[[ Input data open ]]

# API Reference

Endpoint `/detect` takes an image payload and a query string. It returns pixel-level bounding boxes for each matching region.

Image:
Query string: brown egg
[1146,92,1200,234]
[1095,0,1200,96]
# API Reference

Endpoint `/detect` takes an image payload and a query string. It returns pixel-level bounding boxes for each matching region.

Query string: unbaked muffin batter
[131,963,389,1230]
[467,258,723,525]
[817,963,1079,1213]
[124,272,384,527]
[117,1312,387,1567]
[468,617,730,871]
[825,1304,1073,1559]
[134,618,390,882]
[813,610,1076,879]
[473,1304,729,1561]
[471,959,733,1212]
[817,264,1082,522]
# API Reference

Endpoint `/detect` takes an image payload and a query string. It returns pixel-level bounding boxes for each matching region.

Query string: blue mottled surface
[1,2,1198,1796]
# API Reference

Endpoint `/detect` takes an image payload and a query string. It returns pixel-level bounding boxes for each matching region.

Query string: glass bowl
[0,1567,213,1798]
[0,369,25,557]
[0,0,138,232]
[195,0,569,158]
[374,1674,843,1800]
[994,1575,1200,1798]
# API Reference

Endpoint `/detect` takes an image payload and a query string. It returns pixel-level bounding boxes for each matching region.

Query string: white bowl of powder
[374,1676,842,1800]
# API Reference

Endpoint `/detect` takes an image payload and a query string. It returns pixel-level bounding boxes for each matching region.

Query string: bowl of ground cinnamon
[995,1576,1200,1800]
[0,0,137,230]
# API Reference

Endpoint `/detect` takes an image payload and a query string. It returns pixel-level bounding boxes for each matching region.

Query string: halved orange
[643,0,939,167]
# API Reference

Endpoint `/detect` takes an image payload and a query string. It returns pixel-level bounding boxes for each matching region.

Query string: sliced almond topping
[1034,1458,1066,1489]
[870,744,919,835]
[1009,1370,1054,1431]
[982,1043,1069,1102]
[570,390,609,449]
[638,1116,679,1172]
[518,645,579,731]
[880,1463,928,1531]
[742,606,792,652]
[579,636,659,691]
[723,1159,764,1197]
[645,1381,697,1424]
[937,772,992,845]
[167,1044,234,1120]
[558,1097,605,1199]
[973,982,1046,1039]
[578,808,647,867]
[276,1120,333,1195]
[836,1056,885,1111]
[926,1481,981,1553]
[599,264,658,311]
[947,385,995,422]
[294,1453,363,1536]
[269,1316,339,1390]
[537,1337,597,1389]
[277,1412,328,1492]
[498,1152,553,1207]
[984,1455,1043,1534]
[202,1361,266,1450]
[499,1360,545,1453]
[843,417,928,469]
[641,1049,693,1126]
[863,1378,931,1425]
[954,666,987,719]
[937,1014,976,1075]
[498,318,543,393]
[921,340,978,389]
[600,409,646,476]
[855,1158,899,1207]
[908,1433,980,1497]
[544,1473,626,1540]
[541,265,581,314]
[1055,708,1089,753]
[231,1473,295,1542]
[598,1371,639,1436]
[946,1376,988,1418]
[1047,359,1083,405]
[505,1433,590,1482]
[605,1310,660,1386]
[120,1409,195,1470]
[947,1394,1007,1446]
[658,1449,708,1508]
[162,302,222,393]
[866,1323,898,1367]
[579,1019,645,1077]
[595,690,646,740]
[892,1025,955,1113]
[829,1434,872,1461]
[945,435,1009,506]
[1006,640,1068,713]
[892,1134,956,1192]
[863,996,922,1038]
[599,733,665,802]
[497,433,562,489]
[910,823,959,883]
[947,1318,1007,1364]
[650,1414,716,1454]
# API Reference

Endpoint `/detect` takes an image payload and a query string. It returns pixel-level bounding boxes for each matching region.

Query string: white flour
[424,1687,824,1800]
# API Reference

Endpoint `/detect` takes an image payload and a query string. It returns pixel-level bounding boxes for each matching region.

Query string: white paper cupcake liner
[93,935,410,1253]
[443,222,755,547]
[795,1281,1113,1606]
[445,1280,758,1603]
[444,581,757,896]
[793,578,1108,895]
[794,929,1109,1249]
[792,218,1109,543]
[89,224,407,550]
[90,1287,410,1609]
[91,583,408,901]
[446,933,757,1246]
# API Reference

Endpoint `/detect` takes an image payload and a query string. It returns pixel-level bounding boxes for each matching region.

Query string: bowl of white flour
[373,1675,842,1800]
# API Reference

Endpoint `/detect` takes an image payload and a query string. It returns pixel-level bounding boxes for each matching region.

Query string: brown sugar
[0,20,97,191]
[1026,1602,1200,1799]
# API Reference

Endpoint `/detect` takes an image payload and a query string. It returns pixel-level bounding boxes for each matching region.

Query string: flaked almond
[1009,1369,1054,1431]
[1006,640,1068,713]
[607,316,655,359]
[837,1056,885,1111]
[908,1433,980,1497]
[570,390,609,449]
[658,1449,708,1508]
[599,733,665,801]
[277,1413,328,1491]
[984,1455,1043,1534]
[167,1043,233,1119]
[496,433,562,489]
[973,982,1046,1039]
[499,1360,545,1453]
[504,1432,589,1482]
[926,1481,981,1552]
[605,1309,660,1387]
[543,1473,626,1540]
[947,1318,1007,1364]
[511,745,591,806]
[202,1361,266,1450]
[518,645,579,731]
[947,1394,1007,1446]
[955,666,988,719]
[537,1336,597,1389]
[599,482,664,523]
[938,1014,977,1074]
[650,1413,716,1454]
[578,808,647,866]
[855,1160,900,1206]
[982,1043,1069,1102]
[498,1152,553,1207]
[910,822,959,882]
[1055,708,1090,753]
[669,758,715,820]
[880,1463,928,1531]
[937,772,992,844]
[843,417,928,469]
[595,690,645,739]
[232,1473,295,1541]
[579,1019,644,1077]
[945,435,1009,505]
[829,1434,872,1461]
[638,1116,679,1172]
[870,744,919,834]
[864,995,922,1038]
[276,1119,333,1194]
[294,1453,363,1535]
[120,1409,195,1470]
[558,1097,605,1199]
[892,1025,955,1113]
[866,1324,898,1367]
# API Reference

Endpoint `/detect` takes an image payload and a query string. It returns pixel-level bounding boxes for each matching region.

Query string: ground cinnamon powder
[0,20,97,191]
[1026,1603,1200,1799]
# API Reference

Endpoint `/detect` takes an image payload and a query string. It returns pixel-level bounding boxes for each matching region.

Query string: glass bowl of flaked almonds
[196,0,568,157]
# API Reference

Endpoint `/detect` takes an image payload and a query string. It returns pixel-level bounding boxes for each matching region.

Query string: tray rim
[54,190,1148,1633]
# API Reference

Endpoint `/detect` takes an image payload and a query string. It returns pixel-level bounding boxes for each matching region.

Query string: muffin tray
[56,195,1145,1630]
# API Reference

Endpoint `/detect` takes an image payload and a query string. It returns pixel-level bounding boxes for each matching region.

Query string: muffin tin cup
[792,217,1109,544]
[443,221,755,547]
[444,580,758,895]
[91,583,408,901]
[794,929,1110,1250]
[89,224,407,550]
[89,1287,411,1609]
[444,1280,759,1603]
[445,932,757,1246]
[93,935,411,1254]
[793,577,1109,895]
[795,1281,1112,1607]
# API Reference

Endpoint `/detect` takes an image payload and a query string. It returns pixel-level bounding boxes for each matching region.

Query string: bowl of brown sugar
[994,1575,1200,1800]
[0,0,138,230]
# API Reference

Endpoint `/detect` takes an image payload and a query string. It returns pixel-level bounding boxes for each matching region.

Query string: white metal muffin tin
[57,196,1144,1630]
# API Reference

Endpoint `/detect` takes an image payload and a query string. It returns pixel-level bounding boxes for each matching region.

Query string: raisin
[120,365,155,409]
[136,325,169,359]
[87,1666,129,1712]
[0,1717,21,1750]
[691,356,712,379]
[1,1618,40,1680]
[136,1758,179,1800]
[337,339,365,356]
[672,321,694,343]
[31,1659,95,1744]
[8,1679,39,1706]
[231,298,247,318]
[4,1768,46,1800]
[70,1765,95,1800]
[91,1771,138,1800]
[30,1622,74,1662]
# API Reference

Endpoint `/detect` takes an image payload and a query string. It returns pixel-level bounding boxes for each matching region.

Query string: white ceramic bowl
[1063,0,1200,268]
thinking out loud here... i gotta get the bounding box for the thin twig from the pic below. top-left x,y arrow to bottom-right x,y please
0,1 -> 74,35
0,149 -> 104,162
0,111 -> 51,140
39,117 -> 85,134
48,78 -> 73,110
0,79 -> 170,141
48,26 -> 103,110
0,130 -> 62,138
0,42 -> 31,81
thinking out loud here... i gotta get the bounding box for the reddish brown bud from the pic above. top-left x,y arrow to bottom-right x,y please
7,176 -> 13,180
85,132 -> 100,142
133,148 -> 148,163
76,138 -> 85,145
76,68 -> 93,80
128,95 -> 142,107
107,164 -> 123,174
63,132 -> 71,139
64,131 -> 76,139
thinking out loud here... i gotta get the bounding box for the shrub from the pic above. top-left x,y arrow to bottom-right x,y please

[[ Input data closed ]]

What is expected. The line containing "Query string: white metal muffin tin" marks where to begin; copy it and every later line exactly, through the end of the data.

Exercise result.
Query string: white metal muffin tin
[57,196,1144,1630]
# API Reference

Endpoint `/detect` takes an image payload and a query string. It returns pixel-level bounding boxes for each matching region.

Query string: raisin
[120,365,155,409]
[136,325,169,359]
[87,1666,129,1712]
[0,1717,21,1750]
[691,356,712,379]
[1,1618,40,1680]
[136,1758,179,1800]
[337,339,365,356]
[672,321,694,343]
[31,1659,95,1744]
[8,1679,39,1706]
[231,298,247,318]
[4,1768,46,1800]
[70,1765,95,1800]
[91,1771,138,1800]
[30,1622,74,1662]
# API Reference

Endpoint `/detect` takes an image payload and a query string. It returns pixel-level bounding boxes for each matching region.

Query string: white ceramic bowl
[1063,0,1200,268]
thinking out loud here... i gotta get the bounding box for the thin twig from the pic below. top-left x,y arrow to bottom-right x,y please
0,1 -> 74,35
0,149 -> 104,162
0,111 -> 51,140
39,117 -> 85,134
48,78 -> 73,110
0,79 -> 170,141
48,26 -> 103,110
0,130 -> 62,138
0,42 -> 31,81
thinking out loud here... i gotta get the bounding box for the reddish brown bud from the pic above. top-left x,y arrow to bottom-right x,y please
7,176 -> 13,180
85,132 -> 100,142
133,148 -> 148,163
76,138 -> 85,145
76,68 -> 93,80
128,95 -> 142,107
107,164 -> 123,174
63,132 -> 71,139
64,131 -> 76,139
thinking out loud here... i gotta get the bounding box for the shrub from the pic above. top-left x,y arrow to bottom-right x,y please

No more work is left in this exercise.